* WHAT IS NEEDED
Report how many lines in the entries below hold the word "shorts". Your answer is that number alone.

---*---

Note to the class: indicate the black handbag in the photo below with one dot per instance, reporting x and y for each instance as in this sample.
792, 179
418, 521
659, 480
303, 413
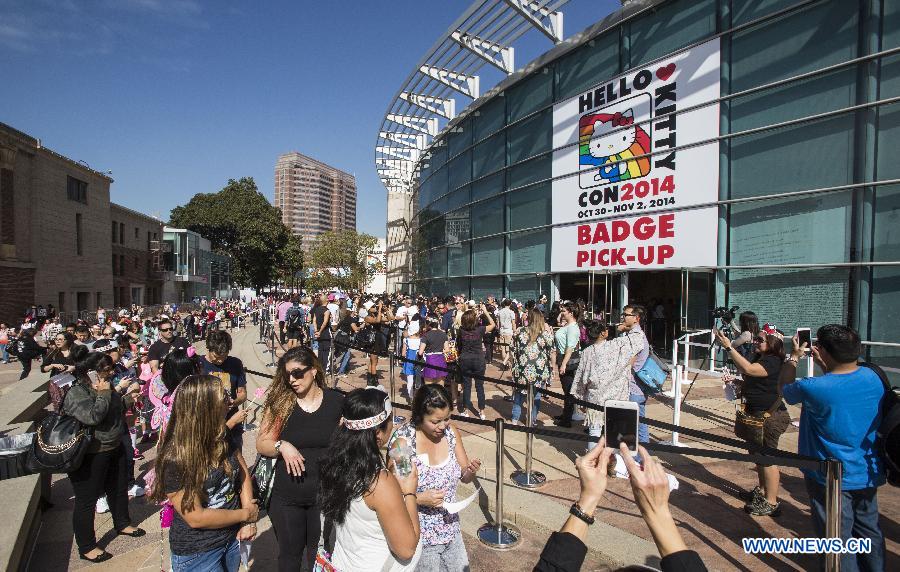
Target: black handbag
59, 444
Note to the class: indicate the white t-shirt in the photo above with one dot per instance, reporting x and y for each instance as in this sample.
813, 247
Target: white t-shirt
507, 320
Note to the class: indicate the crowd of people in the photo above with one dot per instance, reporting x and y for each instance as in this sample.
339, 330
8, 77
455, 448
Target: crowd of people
338, 501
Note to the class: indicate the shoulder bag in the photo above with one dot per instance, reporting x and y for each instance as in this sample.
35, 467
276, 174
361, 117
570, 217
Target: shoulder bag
59, 444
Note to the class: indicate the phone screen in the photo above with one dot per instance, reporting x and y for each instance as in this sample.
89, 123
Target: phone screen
803, 337
621, 426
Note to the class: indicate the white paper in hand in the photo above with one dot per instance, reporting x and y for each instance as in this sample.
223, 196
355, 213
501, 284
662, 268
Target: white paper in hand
455, 507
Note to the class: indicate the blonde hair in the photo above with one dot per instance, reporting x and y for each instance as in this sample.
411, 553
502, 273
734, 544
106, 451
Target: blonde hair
195, 440
535, 325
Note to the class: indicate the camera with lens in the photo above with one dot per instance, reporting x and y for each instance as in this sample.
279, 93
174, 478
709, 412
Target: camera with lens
725, 314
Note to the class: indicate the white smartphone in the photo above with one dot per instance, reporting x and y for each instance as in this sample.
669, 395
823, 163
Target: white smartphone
803, 337
621, 424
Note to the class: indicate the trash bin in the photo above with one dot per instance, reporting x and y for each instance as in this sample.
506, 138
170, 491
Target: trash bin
13, 452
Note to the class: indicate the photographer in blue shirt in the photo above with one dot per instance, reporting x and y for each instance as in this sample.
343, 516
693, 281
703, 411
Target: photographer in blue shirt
841, 414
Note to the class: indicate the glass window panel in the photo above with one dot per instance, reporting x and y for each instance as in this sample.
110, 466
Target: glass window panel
460, 138
458, 287
791, 231
529, 252
530, 137
828, 92
816, 154
671, 26
487, 217
804, 41
884, 318
458, 225
792, 298
487, 256
485, 286
889, 117
489, 155
488, 187
459, 258
460, 170
528, 207
529, 95
749, 10
490, 117
587, 66
439, 183
459, 198
530, 172
887, 224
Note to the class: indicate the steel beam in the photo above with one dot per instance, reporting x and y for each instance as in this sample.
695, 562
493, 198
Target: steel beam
537, 14
501, 57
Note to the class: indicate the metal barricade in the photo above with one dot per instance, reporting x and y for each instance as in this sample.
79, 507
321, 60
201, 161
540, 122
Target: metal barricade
499, 535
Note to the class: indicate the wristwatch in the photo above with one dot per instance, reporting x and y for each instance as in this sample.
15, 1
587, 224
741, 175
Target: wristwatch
576, 511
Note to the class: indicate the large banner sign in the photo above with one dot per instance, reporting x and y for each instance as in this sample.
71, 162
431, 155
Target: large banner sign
616, 157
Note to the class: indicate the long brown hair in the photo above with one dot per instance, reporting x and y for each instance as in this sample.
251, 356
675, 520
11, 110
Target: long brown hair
280, 398
535, 325
195, 440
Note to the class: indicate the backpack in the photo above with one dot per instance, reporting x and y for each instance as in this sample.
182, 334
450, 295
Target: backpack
887, 441
294, 319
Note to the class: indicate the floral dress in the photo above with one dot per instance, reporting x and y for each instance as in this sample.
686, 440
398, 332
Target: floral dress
532, 362
437, 525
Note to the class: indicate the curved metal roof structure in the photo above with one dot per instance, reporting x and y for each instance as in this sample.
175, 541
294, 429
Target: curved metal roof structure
483, 35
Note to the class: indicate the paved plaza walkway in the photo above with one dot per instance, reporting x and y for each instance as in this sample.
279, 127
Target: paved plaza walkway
705, 506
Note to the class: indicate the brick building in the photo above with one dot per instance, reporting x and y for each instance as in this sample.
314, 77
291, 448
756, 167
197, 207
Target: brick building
314, 197
136, 257
54, 230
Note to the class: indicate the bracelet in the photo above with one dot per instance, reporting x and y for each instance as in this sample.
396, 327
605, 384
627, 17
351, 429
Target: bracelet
576, 511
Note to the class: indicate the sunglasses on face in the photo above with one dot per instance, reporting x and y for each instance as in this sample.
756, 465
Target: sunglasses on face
299, 372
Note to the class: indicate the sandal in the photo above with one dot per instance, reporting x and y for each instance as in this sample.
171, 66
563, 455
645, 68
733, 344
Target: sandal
102, 557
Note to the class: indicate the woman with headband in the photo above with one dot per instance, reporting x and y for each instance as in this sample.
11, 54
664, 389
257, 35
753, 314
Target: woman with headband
375, 512
299, 417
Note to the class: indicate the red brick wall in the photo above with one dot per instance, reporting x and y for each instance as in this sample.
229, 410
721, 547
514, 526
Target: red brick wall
16, 293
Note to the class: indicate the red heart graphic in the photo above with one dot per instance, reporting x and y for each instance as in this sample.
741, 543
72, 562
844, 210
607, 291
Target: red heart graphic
666, 72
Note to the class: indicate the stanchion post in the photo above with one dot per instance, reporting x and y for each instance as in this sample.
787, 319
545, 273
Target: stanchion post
498, 534
529, 479
833, 476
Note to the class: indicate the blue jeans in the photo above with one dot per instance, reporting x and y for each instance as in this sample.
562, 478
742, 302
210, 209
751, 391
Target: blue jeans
519, 401
859, 519
225, 558
345, 361
641, 400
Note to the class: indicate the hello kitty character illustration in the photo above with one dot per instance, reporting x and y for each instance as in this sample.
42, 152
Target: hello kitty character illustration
609, 141
612, 147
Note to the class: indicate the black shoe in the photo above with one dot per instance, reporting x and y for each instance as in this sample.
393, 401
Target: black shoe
102, 557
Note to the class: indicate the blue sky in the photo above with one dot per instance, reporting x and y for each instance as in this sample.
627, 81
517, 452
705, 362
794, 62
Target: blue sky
177, 96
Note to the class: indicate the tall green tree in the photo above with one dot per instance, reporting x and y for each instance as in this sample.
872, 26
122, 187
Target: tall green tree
341, 259
239, 222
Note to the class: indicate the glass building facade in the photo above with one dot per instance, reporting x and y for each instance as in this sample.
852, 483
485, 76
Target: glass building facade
807, 157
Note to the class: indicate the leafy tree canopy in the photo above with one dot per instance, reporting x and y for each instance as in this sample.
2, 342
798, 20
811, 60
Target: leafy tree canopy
340, 259
239, 222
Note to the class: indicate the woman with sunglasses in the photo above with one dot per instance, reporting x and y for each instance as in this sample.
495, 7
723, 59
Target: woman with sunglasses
375, 512
762, 399
104, 470
61, 358
205, 479
299, 417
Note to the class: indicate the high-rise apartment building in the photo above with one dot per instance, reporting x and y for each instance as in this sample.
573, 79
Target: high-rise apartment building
313, 197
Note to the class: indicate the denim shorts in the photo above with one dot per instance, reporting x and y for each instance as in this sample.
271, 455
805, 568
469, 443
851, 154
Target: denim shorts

---*---

* EXERCISE OUTPUT
2